STATED PROBLEM A:
Answer these questions using the passage on mind and brain below:
(i) In the dualism described in the first paragraph, which pair stands in place of spirit and matter?
(ii) What does Double-Aspect Monism hold the physical and the mental to be?
(iii) According to the last paragraph, what can concepts, numbers or forms interact with one another without touching?

TEXT EXTRACT:
::::
The notion that the mind and brain can be separated with one translated into a digital program and the other into electronic computer is hard to visualize without a type of dualism – not spirit and matter but software and hardware.

Another division goes back to Plato. In a conversation with Alfredo Pereira Jr., he wrote this in response to my saying that Double-Aspect Monism sounded like Dualism to me:

Monism is not Dualism! Double-Aspect Monism (DAM) assumes a difference between the physical and the mental, holding that they are two aspects of the same being. The difference may be just epistemological (each aspect derives from a different perspective, first-person or third-person) or ontological (as in Aristotle’s hylomorphism: everything in Nature is composed of Matter and Form, they work together but are intrinsically different principles)… These conscious mental patterns (feelings) are embedded on physical (energy) processes, but they are not reductible to physical properties (like the form of a geometrical figure that cannot be reduced to the material substrate of a physical object having the form, e.g. of a triangle, rectangle, etc.).

I have encountered other similar divisions based on reifying an abstract concept (form, mathematical expression etc.) as real but distinct from physical reality. Here we have the separation of mental and physical (as opposed to spirit and matter). It says that something can be real without being part of physical reality; that concepts, numbers or forms can somehow interact with one another without touching the material world, but staying on their own (magical) level.
::::
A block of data
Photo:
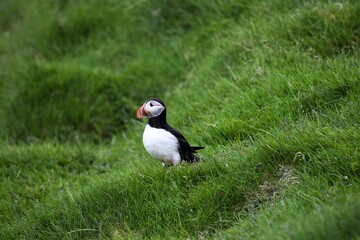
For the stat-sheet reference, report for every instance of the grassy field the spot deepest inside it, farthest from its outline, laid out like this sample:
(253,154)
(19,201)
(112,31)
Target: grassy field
(270,88)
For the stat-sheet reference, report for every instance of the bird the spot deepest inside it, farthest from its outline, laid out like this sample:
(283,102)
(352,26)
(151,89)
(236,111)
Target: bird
(162,141)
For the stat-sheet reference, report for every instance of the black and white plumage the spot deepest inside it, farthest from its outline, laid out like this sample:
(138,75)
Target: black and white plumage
(161,140)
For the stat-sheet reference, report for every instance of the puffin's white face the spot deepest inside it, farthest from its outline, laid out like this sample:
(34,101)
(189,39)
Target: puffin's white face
(150,108)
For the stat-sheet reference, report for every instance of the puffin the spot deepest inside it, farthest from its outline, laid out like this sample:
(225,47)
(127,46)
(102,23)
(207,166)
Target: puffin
(162,141)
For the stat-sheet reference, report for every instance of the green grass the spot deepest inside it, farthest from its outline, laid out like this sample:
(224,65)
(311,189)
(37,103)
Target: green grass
(271,88)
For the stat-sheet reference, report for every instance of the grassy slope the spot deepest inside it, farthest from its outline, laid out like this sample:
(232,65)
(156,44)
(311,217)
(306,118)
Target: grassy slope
(271,89)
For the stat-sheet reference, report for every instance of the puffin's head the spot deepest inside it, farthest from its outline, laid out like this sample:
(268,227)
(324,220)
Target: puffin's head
(151,108)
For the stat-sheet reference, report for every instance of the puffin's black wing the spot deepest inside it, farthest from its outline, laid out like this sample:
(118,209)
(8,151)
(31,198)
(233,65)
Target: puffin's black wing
(186,151)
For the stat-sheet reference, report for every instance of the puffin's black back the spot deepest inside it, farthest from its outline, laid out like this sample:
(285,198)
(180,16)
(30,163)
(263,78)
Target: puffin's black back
(186,151)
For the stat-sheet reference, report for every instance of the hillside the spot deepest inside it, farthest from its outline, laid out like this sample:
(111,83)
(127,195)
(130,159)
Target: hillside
(270,88)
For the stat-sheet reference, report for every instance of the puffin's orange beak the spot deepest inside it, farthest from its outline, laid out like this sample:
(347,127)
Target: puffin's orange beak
(139,113)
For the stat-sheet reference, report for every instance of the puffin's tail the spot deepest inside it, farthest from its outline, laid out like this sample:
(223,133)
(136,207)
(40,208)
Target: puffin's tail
(194,148)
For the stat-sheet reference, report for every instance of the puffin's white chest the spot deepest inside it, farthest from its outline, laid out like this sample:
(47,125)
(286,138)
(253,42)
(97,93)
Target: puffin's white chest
(162,145)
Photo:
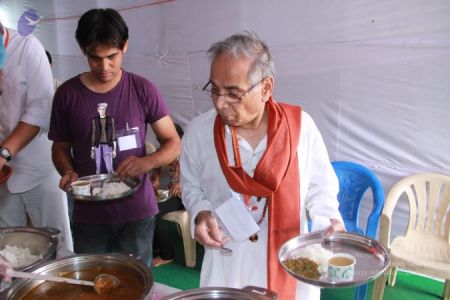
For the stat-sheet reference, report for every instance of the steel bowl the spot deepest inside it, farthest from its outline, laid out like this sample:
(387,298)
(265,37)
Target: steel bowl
(40,241)
(77,265)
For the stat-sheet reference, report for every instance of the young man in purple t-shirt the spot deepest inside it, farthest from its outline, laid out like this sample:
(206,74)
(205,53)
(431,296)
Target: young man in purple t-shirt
(125,225)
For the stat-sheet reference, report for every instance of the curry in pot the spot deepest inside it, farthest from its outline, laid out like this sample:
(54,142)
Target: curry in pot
(131,287)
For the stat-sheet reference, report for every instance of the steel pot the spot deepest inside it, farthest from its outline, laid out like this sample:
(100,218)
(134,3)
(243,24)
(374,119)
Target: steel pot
(40,241)
(77,264)
(246,293)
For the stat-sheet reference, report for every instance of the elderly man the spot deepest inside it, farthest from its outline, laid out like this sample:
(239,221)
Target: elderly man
(250,168)
(25,104)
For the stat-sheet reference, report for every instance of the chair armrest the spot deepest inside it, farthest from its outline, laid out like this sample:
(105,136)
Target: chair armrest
(385,230)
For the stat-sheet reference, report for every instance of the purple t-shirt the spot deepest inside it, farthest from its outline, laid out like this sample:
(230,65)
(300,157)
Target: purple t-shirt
(134,100)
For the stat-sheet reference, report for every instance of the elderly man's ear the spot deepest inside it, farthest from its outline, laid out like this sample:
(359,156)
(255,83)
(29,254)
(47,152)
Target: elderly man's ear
(267,88)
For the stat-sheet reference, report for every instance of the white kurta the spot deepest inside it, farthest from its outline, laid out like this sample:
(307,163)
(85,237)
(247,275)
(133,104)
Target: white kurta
(204,187)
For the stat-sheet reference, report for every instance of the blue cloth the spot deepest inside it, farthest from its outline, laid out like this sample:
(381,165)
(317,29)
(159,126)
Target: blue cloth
(2,53)
(127,238)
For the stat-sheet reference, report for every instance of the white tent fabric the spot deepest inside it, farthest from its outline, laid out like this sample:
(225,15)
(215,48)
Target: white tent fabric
(375,75)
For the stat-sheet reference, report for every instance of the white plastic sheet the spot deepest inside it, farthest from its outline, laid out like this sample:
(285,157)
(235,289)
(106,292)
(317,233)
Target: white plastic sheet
(375,75)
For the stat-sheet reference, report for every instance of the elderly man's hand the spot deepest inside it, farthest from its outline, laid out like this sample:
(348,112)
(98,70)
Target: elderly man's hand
(335,225)
(207,231)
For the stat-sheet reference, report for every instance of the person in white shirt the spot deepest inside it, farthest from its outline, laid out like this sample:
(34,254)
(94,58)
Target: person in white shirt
(25,105)
(258,163)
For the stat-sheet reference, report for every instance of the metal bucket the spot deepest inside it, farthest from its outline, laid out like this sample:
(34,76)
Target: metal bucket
(77,265)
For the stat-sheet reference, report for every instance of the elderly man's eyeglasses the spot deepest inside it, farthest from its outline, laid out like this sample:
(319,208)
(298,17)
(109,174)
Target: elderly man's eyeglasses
(230,96)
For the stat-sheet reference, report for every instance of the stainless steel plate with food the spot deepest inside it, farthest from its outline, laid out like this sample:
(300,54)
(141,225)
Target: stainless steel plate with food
(314,259)
(103,187)
(162,195)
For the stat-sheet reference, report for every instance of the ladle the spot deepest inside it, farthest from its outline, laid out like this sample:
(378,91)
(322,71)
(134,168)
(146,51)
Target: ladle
(103,283)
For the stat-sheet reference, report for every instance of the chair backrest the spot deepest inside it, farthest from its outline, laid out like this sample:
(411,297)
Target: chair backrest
(354,180)
(428,196)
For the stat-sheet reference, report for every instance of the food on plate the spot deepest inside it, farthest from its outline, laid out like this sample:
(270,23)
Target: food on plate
(304,267)
(19,257)
(340,261)
(162,194)
(110,189)
(317,253)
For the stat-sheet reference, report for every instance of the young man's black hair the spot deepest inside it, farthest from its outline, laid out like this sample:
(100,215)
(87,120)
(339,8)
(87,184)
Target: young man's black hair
(101,26)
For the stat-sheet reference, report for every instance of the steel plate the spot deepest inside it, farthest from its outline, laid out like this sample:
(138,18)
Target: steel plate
(99,180)
(372,258)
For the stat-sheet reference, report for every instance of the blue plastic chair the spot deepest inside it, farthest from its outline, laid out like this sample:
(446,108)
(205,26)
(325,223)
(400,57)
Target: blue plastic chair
(354,181)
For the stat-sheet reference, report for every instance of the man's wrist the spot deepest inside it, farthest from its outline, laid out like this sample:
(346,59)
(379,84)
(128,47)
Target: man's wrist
(66,172)
(201,215)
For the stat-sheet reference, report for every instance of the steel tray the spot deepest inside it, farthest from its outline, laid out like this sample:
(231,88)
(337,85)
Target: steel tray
(372,258)
(99,180)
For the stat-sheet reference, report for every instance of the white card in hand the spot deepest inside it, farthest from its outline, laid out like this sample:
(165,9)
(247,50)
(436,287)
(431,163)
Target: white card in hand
(236,219)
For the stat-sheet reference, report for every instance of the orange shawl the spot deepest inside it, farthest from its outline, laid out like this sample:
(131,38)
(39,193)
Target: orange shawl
(277,178)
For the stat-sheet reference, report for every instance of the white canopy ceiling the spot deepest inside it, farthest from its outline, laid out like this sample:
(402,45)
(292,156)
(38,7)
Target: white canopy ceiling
(375,75)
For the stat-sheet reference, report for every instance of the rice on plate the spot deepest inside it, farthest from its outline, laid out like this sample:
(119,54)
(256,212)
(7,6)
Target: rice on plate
(19,257)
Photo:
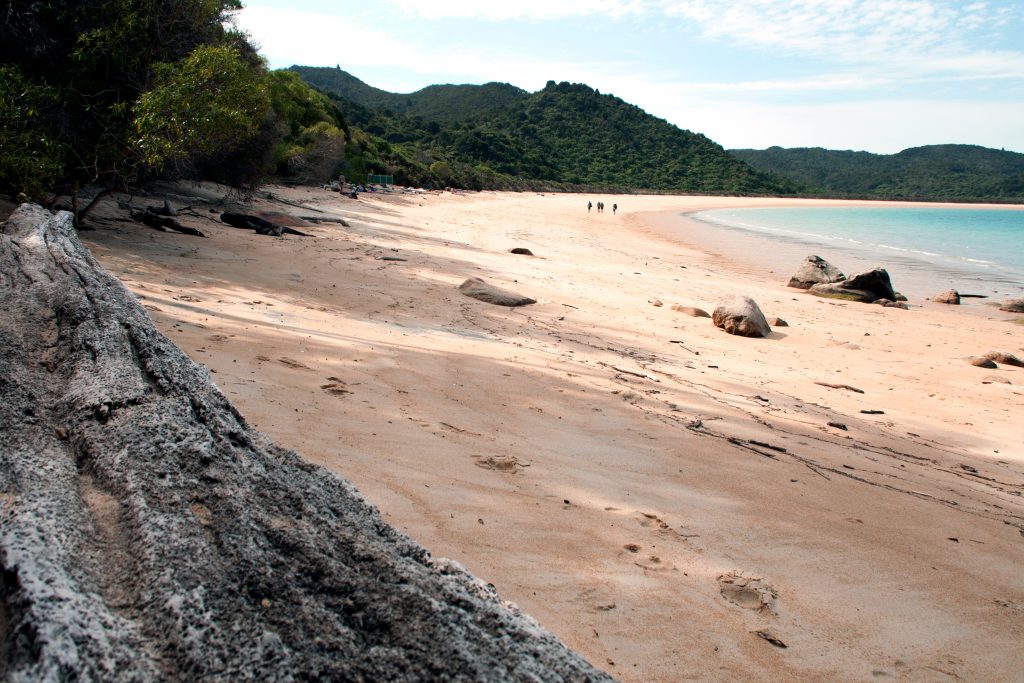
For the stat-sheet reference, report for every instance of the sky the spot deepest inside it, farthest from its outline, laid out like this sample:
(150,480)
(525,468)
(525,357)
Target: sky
(875,75)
::::
STATED PROBLEM B:
Select every line of the entries above that contains the word "chest".

COMPLETE ANSWER A:
(i) Software and hardware.
(ii) Two aspects of the same being.
(iii) The material world.

COMPLETE ANSWER B:
For the stat-sheet reference, report for every instance of the puffin's white chest the spot deepest inside it, farthest from its outline, laid out like this sample:
Target: puffin's white chest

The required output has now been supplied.